• Tasks to complete
**1)** Could you repeat the Michael Berg text from "A documentary was" to "the Audience Award.", word for word?
**2)** Does the Michael Berg text support each statement? Answer yes or no, and quote the deciding words. (a) Berg earned a master's degree in education from Temple University in 1969. (b) Berg registered with the Green Party after moving to Philadelphia. (c) The documentary Keeping the Peace won the Audience Award at the Philadelphia Independent Film Festival.

• Text excerpt
---------------
American activist and politician (born 1945)

Michael Steven Berg (born March 3, 1945) is an American activist and politician who was a candidate for the United States House of Representatives in the State of Delaware on the Green Party ticket in the 2006 midterm elections. He is most well known as the father of Nick Berg, one of the first American civilians to be abducted and beheaded by insurgents in Iraq.

==Early life==
Michael Berg was born in Philadelphia, Pennsylvania. Berg accepted a Bachelor of Arts degree in English literature and a teaching certificate at Bucknell University in 1967, and a master's degree in education from Temple University in 1969.

Berg, a longtime antiwar activist, was involved in the protests against the Vietnam War beginning in 1965. According to his website, "In 1991, when the United States invaded Iraq in the Gulf War, Berg intensified his protest activities despite reprimands from his school's administrator. He has protested the Bush administration's invasion of Iraq as well, organizing local marches, protests, and vigils and traveling to Washington, D.C."

==Son's death==
Berg's son Nick, a telecommunications contractor, was detained in Iraq for 13 days in March 2004 by U.S. military and the Federal Bureau of Investigation. After his release and after refusals to return to the States with help from U.S. government, and in the aftermath of the Abu Ghraib revelations , Nick was abducted and murdered by Islamic militants on May 7, 2004. A video of his decapitation was posted on the internet, leading to international media coverage of Michael Berg, his family, and his antiwar stance.

Berg has blamed former U.S. President George W. Bush and former U.S. Defense Secretary Donald H. Rumsfeld for his son's death.

==Political career==
In August 2004 Michael Berg was presented with the Courageous Resister Award at New York University. A year later he received the Adele Dwyer St. Thomas of Villanova Peace Award.

In 2005 Berg moved from Chester County, Pennsylvania, to Wilmington, Delaware, where he registered as a member of the Green Party. In an interview with Democracy Now!, he said he was approached by representatives of the Democratic Party but would run with the Green Party because: "the Democrats have the money to get the message out, but they have the wrong message."

In the 2006 race for Delaware's at-large congressional district seat in the United States House of Representatives, Berg ran as the Green Party candidate. He challenged incumbent Michael N. Castle of the Republican Party, along with Dennis Spivack of the Democratic Party, and Karen M. Hartley-Nagle of the Independent Party. Castle was reelected with 57 percent of the total vote. According to his campaign website, Berg received 4,463 votes or 1.8 percent of the total vote.

A documentary was filmed focusing on Berg's campaign titled Keeping the Peace. It premiered at the Philadelphia Independent Film Festival in 2009 and won the Audience Award.
---------------
• Provided records
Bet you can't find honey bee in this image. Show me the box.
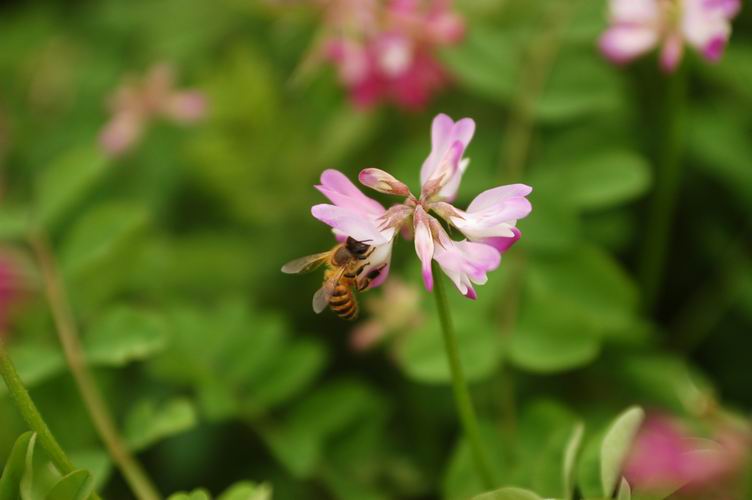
---------------
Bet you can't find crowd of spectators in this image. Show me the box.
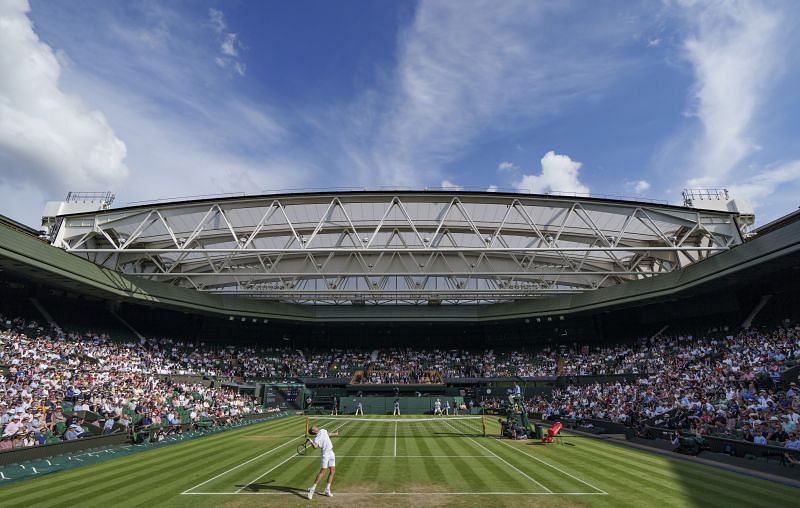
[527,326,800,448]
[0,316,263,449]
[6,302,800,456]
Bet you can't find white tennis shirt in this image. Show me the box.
---------------
• Solutions by task
**1)**
A documentary was filmed focusing on Berg's campaign titled Keeping the Peace. It premiered at the Philadelphia Independent Film Festival in 2009 and won the Audience Award.

**2)**
(a) Yes: "a master's degree in education from Temple University in 1969"
(b) No: "In 2005 Berg moved from Chester County, Pennsylvania, to Wilmington, Delaware, where he registered as a member of the Green Party."
(c) Yes: "It premiered at the Philadelphia Independent Film Festival in 2009 and won the Audience Award."